Copy everything from the line containing "on the shadow" down to the end of the lines, requests included, and shift every point coordinate in the answers by adding 117, leaving the requests and their [x, y] samples unchanged. Leave the pictures out.
>> begin
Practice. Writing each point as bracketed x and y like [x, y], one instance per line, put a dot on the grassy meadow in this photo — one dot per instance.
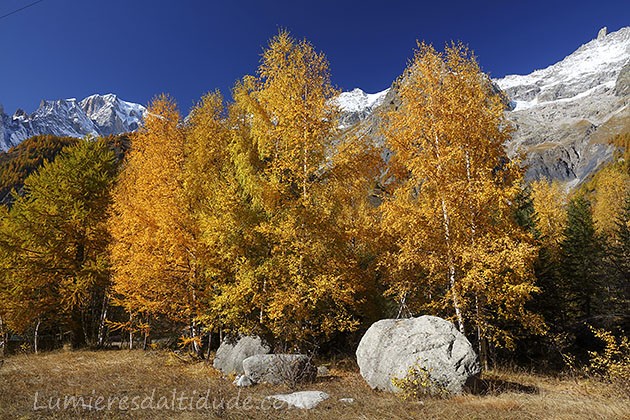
[168, 385]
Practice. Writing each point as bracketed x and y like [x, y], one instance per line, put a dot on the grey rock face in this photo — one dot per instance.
[279, 368]
[230, 355]
[391, 347]
[565, 113]
[622, 86]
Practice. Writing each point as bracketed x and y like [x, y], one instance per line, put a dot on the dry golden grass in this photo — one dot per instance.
[114, 375]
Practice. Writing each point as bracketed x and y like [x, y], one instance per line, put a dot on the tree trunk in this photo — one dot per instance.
[130, 332]
[3, 341]
[209, 345]
[103, 321]
[451, 269]
[36, 338]
[447, 238]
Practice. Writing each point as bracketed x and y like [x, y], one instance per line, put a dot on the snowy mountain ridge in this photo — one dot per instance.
[97, 115]
[563, 114]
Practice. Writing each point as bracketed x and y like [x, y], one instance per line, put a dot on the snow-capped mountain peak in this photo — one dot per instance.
[97, 115]
[566, 112]
[595, 65]
[357, 100]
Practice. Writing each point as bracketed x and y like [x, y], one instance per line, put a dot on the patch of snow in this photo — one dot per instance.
[357, 100]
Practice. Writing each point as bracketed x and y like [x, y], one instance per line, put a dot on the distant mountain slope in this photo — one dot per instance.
[563, 114]
[98, 115]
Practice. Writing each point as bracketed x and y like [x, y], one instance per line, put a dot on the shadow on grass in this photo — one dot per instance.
[494, 386]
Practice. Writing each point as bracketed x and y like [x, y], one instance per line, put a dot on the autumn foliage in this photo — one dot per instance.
[258, 214]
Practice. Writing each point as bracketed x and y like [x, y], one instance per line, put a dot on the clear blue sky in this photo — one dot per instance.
[139, 48]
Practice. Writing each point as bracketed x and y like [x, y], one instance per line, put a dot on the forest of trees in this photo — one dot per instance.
[258, 215]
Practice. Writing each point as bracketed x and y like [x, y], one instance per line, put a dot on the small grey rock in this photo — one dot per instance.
[323, 371]
[230, 355]
[303, 399]
[279, 368]
[243, 381]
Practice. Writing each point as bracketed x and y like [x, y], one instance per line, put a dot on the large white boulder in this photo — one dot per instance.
[391, 347]
[230, 354]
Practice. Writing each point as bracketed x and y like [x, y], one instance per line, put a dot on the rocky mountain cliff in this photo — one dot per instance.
[563, 114]
[97, 115]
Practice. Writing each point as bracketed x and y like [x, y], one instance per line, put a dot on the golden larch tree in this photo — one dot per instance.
[449, 208]
[153, 252]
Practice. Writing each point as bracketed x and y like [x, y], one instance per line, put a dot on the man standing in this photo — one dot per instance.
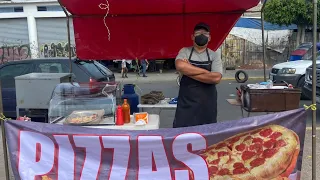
>> end
Output for this exercise:
Practice. Writing each point as bracketed x and y like [x, y], one instance per line, put a dot on the shadow on grass in this photo — one dot per instance.
[611, 503]
Practice. Writing each point as bracketed x and y like [x, y], one instance per line, put a dot on the autumn foliage in this photo — one dot per instance.
[375, 331]
Practice. Writing each point as bracketed x and y like [x, y], one instance per line, put a dot on the clear blue sky in this photo — one dot per instance.
[256, 165]
Practice. Writing each point as bracketed x and y like [x, y], one instance per line, put a dot on the forest of trees in this photo — one dot per instance.
[375, 332]
Practice. Writing each point as bracketed x and y like [x, y], one instance per line, put a dot on the small grey rock in this photo — one dot per instance.
[440, 488]
[347, 472]
[420, 516]
[396, 485]
[360, 498]
Practice. Writing each point as bracketed x and y like [x, y], one instance per line, put a dot on the large white boulder in this photo — one dot per instance.
[508, 464]
[347, 471]
Practice. Writing each point as bracketed x and y like [x, y], one instance per line, put a dot on the rocky mountain cliff in this photo — one dot per instance.
[680, 231]
[214, 232]
Practice. Writing each point as bracketed x and y like [x, y], one instance per line, put a dot on the golden larch tree in this photo — one dot per instance.
[566, 325]
[270, 369]
Practice. Writing each point as bracketed x and y like [x, y], one instance per line, put a dot on the man standing in this photo — one dot per instance.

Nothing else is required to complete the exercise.